◆ DATASET ◆
______
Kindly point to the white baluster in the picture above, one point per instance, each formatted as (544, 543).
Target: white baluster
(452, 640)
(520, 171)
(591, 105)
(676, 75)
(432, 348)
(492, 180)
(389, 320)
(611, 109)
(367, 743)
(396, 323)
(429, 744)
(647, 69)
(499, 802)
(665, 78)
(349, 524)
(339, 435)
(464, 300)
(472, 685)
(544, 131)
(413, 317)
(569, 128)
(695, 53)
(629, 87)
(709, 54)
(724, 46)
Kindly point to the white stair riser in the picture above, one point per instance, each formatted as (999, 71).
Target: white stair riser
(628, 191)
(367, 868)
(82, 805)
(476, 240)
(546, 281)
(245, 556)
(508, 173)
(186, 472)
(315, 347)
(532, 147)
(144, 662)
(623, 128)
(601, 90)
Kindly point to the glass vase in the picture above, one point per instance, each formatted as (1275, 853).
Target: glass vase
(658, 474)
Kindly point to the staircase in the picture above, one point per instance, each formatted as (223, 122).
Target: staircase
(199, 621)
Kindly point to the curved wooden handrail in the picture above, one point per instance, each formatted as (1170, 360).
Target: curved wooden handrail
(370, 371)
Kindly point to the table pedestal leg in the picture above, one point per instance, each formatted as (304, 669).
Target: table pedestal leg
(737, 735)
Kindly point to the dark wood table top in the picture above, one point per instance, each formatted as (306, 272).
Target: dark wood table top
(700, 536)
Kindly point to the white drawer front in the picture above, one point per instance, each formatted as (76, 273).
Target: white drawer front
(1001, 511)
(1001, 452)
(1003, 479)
______
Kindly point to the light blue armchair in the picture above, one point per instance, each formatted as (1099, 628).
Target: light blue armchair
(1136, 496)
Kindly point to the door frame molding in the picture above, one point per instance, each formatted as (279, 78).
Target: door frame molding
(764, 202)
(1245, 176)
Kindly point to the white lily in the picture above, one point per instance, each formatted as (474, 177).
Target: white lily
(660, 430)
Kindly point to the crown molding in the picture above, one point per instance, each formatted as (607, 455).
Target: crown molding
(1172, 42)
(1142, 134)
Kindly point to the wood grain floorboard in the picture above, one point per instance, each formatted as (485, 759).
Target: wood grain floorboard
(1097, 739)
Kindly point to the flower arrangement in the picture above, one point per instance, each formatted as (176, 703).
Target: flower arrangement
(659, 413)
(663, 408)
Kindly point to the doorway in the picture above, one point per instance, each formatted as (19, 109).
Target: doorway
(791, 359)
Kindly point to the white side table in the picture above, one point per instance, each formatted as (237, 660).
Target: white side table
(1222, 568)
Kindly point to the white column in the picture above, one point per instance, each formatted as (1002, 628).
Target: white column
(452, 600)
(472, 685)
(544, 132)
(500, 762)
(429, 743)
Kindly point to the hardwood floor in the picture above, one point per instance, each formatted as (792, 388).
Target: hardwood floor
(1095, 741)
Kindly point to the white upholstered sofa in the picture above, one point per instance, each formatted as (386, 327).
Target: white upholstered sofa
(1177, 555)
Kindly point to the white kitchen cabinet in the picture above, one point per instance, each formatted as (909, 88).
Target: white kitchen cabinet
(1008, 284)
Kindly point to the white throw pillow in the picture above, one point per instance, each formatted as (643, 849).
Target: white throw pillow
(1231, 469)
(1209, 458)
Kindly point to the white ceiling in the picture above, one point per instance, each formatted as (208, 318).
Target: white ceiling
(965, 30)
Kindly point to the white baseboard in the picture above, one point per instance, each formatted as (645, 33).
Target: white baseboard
______
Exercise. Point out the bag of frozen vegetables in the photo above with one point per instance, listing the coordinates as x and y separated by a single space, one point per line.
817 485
______
◆ DIRECTIONS ◆
Output, from the data above, the lines from the line with "Kindly point to the white throw" to the line with "Target: white baseboard" exactly as they stand, both ends included and nothing else.

◆ RESULT ◆
Kindly point to the white throw pillow in the picture above, one point per instance, each formatted as (643, 849).
Target: white throw pillow
(1231, 469)
(1209, 458)
Kindly point to the white ceiling in the picture above, one point per instance, each formatted as (208, 318).
Target: white ceiling
(965, 30)
Kindly point to the white baseboard in the picture above, one point per instance, each formatted as (645, 33).
Target: white baseboard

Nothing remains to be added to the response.